**Written instruction**
Transcribe the listing that follows in full, omitting pictures.

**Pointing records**

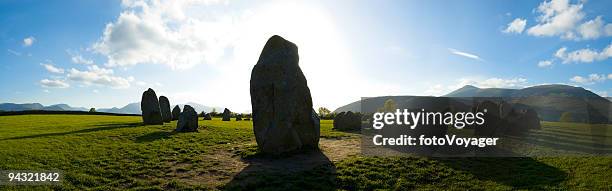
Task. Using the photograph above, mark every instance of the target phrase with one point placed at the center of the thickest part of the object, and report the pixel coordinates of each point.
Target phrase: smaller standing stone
(207, 116)
(238, 117)
(176, 112)
(188, 120)
(149, 105)
(226, 114)
(164, 106)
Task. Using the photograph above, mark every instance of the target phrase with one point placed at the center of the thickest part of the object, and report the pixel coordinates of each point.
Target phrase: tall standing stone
(283, 118)
(226, 114)
(149, 105)
(176, 111)
(188, 120)
(164, 106)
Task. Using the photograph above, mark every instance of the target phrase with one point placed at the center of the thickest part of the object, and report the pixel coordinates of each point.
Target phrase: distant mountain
(38, 106)
(550, 101)
(199, 107)
(542, 90)
(132, 108)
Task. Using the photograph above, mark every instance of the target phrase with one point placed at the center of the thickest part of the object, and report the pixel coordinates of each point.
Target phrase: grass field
(119, 153)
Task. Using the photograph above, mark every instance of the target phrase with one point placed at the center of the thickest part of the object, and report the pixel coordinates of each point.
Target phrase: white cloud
(78, 59)
(583, 55)
(162, 33)
(493, 83)
(545, 63)
(464, 54)
(591, 79)
(183, 34)
(602, 93)
(14, 52)
(47, 83)
(28, 41)
(50, 68)
(561, 18)
(516, 26)
(436, 90)
(99, 76)
(592, 29)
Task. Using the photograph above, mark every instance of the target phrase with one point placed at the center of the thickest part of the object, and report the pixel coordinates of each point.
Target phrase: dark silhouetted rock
(207, 116)
(164, 106)
(226, 115)
(149, 105)
(347, 121)
(238, 117)
(280, 98)
(188, 120)
(176, 111)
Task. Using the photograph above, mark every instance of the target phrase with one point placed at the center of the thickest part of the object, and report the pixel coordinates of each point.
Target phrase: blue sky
(105, 53)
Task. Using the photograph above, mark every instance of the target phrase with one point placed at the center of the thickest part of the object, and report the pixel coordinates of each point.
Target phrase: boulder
(149, 105)
(207, 116)
(164, 106)
(226, 115)
(176, 111)
(238, 117)
(283, 119)
(347, 121)
(188, 120)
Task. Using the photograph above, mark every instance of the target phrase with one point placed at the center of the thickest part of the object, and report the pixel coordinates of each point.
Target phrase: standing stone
(226, 114)
(188, 120)
(280, 98)
(164, 106)
(347, 121)
(238, 117)
(176, 112)
(207, 116)
(149, 105)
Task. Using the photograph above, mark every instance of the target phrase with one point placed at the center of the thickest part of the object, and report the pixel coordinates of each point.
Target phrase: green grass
(118, 153)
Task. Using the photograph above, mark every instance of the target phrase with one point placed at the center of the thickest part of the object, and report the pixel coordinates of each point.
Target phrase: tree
(324, 112)
(566, 117)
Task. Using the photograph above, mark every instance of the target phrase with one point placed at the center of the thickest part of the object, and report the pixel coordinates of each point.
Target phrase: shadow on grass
(150, 137)
(311, 170)
(101, 127)
(519, 173)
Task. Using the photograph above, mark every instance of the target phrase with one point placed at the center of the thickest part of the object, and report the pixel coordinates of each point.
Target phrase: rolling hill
(132, 108)
(550, 101)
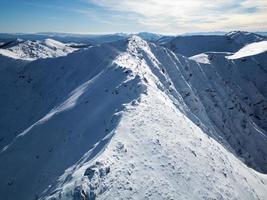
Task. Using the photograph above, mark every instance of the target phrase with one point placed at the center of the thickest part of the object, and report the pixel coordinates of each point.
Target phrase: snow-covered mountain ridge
(130, 120)
(31, 50)
(196, 44)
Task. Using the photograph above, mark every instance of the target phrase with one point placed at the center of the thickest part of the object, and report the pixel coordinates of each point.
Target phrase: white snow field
(197, 44)
(250, 50)
(133, 120)
(32, 50)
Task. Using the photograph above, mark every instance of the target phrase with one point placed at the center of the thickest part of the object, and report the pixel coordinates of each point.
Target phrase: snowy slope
(196, 44)
(130, 120)
(31, 50)
(250, 50)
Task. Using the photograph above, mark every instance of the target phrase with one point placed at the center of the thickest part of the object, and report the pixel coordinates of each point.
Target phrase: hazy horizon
(110, 16)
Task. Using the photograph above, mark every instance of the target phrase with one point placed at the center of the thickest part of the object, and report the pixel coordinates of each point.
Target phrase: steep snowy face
(166, 141)
(32, 50)
(250, 50)
(193, 45)
(243, 37)
(133, 120)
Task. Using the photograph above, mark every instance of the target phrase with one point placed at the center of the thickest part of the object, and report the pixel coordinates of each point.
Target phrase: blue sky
(109, 16)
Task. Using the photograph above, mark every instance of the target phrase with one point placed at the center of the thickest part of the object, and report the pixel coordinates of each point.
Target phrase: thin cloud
(183, 15)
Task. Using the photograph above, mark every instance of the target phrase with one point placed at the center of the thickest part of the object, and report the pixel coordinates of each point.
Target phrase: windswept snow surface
(250, 50)
(32, 50)
(133, 120)
(197, 44)
(201, 58)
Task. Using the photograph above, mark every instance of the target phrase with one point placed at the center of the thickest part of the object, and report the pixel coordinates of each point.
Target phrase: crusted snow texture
(133, 120)
(32, 50)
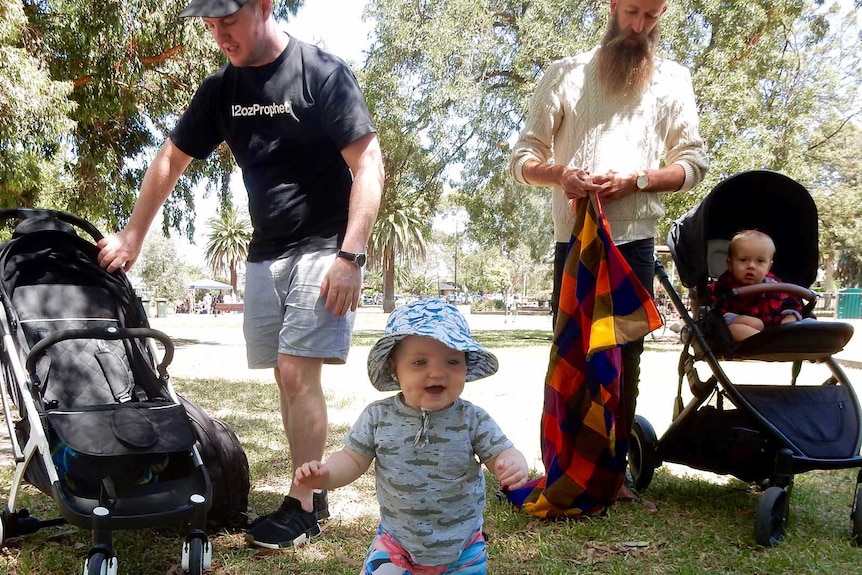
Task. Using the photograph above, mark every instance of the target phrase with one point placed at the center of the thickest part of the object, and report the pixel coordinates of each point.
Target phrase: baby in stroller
(749, 260)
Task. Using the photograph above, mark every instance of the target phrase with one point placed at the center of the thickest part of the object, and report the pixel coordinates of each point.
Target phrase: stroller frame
(773, 454)
(186, 499)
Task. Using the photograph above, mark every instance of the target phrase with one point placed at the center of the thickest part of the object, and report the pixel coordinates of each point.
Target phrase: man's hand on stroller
(118, 251)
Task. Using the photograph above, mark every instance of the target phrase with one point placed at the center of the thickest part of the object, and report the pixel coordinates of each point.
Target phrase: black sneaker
(321, 506)
(289, 526)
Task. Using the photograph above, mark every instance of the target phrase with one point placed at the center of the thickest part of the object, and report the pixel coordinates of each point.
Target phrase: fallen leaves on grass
(599, 552)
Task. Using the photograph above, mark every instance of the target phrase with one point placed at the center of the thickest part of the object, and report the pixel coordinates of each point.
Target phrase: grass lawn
(703, 526)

**Output for this task**
Task. Using the photograph above, mark every instance of the target phrase with one point placed at the center of the thickest part of the object, and report the pixel coordinates of each point.
Target phrase: smaller standing stone
(207, 116)
(238, 117)
(176, 112)
(188, 120)
(149, 105)
(226, 114)
(164, 106)
Task. Using the photograph above, mark every instance of the target phrase with one point placed at the center of the thickest part of the object, and report the pixel coordinates of each point.
Target phrase: tall standing stone
(283, 118)
(226, 114)
(149, 105)
(176, 111)
(188, 120)
(164, 106)
Task. Using the photograph above, mark every instance of the target phrase with one point placed at the center of the thickest part of the object, and report the pixel coordinates of each point.
Target phrase: distant mountain
(38, 106)
(550, 101)
(199, 107)
(542, 90)
(132, 108)
Task. Using the photograph above, mark every instance of the target phrase with one point placed at the center of the thickest part of the object, and report the pixel coordinates of each point.
Target phrase: grass field
(119, 153)
Task. Using the photograph above, mark every instance of the target phrase with one point placed at the center of the thickest part of the object, and report the pixel coordinates of each point.
Target phrase: white cloud
(78, 59)
(583, 55)
(162, 33)
(493, 83)
(545, 63)
(464, 54)
(591, 79)
(183, 34)
(602, 93)
(14, 52)
(47, 83)
(28, 41)
(50, 68)
(561, 18)
(516, 26)
(436, 90)
(99, 76)
(592, 29)
Task. Using the photograph above, mark every instance of the target phrase with one point placed at the center of the thickest part of the object, and report the pixel coordinates of each point.
Target phrase: dark silhouetted rock
(207, 116)
(164, 106)
(226, 115)
(149, 105)
(347, 121)
(238, 117)
(280, 98)
(188, 120)
(176, 111)
Task. Using the photograph above, mark every instance of the target phrase with one point placed at the center of the thickest part of the object, and report the pixel coordinates of each point.
Target phrase: blue sky
(105, 53)
Task. Using the photograph above, mark every instance of the target phrase with one point placed at the center of the thickest part of the object, and report the pixel coordinates of each point.
Target phrase: boulder
(149, 105)
(207, 116)
(164, 106)
(226, 115)
(176, 111)
(238, 117)
(283, 119)
(347, 121)
(188, 120)
Task. Using the photograph above, mark every instance of the target phrase with one point placed at the center of the thickest part of the object, and report the pixel coordinates of each point.
Target phrase: standing stone
(226, 114)
(188, 120)
(280, 98)
(164, 106)
(347, 121)
(238, 117)
(176, 112)
(207, 116)
(149, 105)
Task. Using the photograph above, mark every instance of the target phrase with one point placed at the center of the thickest part of the object, and report the pixel coordinates of each point.
Target phrase: green grass
(118, 153)
Task. Using the photograph above, mark every instance of the target phrase with one point placed at the center of the thickest part of the object, and report the pixel coordinates of each point.
Target phrase: tree
(324, 112)
(566, 117)
Task. Using the photograph above, mark every instance of the target phrase with one point placed at the center of the thickest part of the object, and report the pixel coordinates of each point.
Target phrase: shadow on grass
(150, 137)
(311, 170)
(101, 127)
(519, 173)
Task. Using the photograph above, mark every instance of the target phrase with one point placed at the center of the thickest part of the object, and report the pixel coordinates of each point.
Target phrase: rolling hill
(132, 108)
(550, 101)
Task. Using the photograph above, mark every instance of the target phrase with one point placed at the center of the thickest part of the object, and report the pixel coordinates of each point.
Target phrase: snow-covered mountain ridge
(130, 120)
(31, 50)
(196, 44)
Task. Using the photograph above, mark every instance of the target phrase with one point placed at the center of the thickest part of the object, and report the pixel coordinates of each point.
Target phrase: white snow field
(197, 44)
(250, 50)
(133, 120)
(32, 50)
Task. Using the photograph above, mark every instance of the target phrase with one point placed at the center of the thickest part of the object, and report the pixel coordinates of each point.
Target phrase: snowy slope
(196, 44)
(130, 120)
(31, 50)
(250, 50)
Task. Using the photograph above, mark every instance of the target phrase with one point placed at the center of the thickest part of the object, and report the pixel coordinates of each point.
Target phrase: hazy horizon
(110, 16)
Task. Using the photograph above, mark every instance of the target phrase with one point placed at the center of the thickest part of the object, and report the pixel coordinates of each point.
Target phrase: steep snowy face
(166, 141)
(32, 50)
(250, 50)
(193, 45)
(243, 37)
(133, 120)
Task. Using the photograph above, mark every instance of the target phrase with one point placed at the center of the thickest part of the object, and report the pixel coordinates of each point.
Target phrase: blue sky
(109, 16)
Task. Using the photograph above, mark every instance of the target phrase with one point placed at the center of the thickest part of the object, and report the pixel coordinates of each point.
Target phrase: thin cloud
(183, 15)
Task. Using the photograph above, mark every instance of the target phrase with one point placed at the center of the thickest part of the object, and report the pixel coordinates of each point.
Target phrase: windswept snow surface
(250, 50)
(32, 50)
(133, 120)
(197, 44)
(201, 58)
Task. Using the photograph above, mark every instance of the target phrase with one point placed at the center of the thickest part of the object, and report the pixel coordinates of each point.
Target phrase: crusted snow texture
(133, 120)
(32, 50)
Task. Using the photograph above, mark every instance of the target phrase with one point placed at the center of the thickest part of the object, and report the pixel coordinates of each point.
Target phrase: baby in stroller
(749, 260)
Task. Using the photograph above, mark every instance of the target phrase with one point placed at the center of the thickest part of the object, and report the pixel coordinates of each point.
Target phrase: stroller frame
(773, 454)
(186, 499)
Task. Using the photograph above, mark every instance of the target phrase with one point placed at the center of the thickest part of the object, and report the pixel coordinates of each point.
Target phrase: man's hand on stroller
(118, 251)
Task. Using the photograph above, mark every instance of the target phrase with one point placed at the center of the thickest part of the object, and report the pixel coordinates of each point.
Target phrase: black sneaker
(321, 506)
(289, 526)
Task. Using the photograph above, mark every instance of the target phrase with one point placed at the center of the thickest part of the object, and report the pixel coordinates of each point.
Target phrase: fallen leaves on grass
(599, 552)
Task. Using the photograph above, mark every instance of the target phrase with one point placed at the center of the thickest part of the object, and report the pixel coordinates of each point.
Target phrase: grass lawn
(703, 526)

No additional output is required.